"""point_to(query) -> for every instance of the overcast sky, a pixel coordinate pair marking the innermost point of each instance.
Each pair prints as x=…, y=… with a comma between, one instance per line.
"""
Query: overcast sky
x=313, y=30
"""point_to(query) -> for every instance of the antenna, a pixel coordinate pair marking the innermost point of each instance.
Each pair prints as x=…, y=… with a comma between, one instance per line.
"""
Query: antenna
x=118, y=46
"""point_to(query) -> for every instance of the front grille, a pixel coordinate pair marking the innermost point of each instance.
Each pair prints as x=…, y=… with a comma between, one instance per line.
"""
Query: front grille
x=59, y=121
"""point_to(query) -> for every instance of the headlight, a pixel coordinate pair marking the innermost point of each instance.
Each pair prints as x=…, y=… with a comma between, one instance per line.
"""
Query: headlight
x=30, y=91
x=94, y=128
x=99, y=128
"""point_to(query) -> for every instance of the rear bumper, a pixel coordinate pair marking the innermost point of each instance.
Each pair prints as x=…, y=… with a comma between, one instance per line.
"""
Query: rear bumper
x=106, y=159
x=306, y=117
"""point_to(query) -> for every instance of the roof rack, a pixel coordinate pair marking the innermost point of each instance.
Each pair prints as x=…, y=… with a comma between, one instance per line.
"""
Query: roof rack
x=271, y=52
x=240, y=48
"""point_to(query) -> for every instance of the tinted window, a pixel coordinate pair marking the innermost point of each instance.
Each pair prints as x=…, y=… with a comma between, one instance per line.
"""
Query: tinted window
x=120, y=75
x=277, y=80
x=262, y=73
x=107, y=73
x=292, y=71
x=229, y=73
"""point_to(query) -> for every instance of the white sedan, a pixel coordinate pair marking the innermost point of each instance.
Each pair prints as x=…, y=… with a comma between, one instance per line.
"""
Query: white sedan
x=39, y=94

(WHAT YOU HAVE TO DO): Turn every line of the records above into a JSON list of strings, with one string for each line and no blank lines.

(EXERCISE RESULT):
[
  "\"\"\"point_to(query) -> for every instance of the overcast sky, a pixel coordinate pair marking the innermost point of each instance.",
  "Each pair prints as x=…, y=… with a comma between, one instance per line.",
  "\"\"\"",
  "Query: overcast sky",
  "x=313, y=30",
  "\"\"\"point_to(query) -> for every instance of the antenna, a pixel coordinate pair marking the innermost point of each instance.",
  "Each pair prints as x=…, y=… with a comma between, one instance per line.",
  "\"\"\"",
  "Query: antenna",
  "x=118, y=46",
  "\"\"\"point_to(query) -> for every instance of the front grille, a pixel coordinate pair marking the innermost point of each instance.",
  "Each pair prints as x=…, y=… with a comma between, one instance per line.",
  "\"\"\"",
  "Query: front grille",
  "x=59, y=121",
  "\"\"\"point_to(query) -> for every instance of the headlight, a pixel coordinate pair marking the innermost point of each instance.",
  "Each pair prints as x=…, y=… with a comma between, one instance per line.",
  "\"\"\"",
  "Query: headlight",
  "x=30, y=91",
  "x=94, y=128",
  "x=99, y=128",
  "\"\"\"point_to(query) -> for every instance of the rear bumper, a pixel coordinate pair marking the innermost point of each instance.",
  "Each pair prints as x=…, y=… with a comma between, one instance per line.",
  "\"\"\"",
  "Query: rear bumper",
  "x=106, y=159",
  "x=306, y=117",
  "\"\"\"point_to(query) -> for every instance of the roof rack, a pixel coordinate pair marking the innermost point of each instance.",
  "Each pair prints as x=…, y=… with a comma between, one instance per line.",
  "\"\"\"",
  "Query: roof rack",
  "x=271, y=52",
  "x=240, y=48",
  "\"\"\"point_to(query) -> for every instance of the tinted window, a pixel coordinate pair marking the innermost point of each instance.",
  "Each pair prints as x=…, y=… with a comma between, one instance per line.",
  "\"\"\"",
  "Query: tinted window",
  "x=120, y=75",
  "x=277, y=80",
  "x=262, y=73",
  "x=107, y=73",
  "x=292, y=71",
  "x=229, y=73",
  "\"\"\"point_to(query) -> for every instance of the white sedan, a pixel coordinate pair marking the innermost point of each instance.",
  "Each pair prints as x=…, y=… with a comma between, one instance per line.",
  "\"\"\"",
  "Query: white sedan",
  "x=39, y=94"
]